→ **Task details**:
Count the lines in the items below that contain the string "green", treating uppercase and lowercase as different, and reply with the number alone.

→ **Given data**:
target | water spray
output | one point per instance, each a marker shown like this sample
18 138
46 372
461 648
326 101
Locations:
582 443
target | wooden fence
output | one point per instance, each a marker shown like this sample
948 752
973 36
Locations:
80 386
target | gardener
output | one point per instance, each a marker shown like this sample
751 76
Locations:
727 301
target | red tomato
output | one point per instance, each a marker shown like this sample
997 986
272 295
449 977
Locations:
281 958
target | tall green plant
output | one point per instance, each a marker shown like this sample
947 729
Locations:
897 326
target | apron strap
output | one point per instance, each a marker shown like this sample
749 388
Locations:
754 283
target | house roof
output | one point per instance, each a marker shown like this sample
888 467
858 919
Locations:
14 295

---

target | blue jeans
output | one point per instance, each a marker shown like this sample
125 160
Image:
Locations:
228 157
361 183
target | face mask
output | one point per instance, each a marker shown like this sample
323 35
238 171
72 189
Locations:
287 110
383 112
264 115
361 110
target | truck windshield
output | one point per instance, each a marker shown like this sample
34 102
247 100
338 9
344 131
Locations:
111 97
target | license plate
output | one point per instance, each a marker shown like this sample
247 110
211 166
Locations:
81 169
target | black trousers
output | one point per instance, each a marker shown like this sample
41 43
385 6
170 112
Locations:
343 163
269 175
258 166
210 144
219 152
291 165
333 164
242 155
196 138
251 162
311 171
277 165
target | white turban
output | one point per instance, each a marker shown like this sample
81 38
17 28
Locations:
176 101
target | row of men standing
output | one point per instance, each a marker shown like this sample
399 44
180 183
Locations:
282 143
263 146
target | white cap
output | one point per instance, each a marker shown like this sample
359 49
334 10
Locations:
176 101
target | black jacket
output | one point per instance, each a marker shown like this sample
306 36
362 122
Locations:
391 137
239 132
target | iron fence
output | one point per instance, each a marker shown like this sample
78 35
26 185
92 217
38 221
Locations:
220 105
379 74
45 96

---

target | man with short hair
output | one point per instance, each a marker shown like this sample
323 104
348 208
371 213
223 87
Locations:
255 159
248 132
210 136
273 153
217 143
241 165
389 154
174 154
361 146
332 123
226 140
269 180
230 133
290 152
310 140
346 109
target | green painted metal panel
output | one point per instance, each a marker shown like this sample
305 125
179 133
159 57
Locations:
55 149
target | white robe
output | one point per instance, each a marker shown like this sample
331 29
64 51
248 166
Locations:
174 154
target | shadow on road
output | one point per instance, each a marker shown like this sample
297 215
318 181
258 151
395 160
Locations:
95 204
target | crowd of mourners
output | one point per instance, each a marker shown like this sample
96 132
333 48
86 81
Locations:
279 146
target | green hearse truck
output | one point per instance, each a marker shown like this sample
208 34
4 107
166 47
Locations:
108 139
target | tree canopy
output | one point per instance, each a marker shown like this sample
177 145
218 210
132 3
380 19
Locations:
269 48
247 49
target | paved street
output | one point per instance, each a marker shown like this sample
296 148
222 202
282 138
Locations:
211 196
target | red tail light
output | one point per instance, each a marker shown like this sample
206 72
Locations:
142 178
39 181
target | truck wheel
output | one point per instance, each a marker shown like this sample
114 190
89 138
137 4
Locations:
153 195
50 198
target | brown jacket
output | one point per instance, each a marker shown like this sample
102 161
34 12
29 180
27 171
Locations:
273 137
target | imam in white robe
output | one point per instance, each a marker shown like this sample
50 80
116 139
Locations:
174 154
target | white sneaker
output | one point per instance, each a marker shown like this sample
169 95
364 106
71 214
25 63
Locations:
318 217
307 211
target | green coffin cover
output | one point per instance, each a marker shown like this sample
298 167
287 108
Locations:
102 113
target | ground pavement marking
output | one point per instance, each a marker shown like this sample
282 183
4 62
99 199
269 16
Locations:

→ **The result**:
4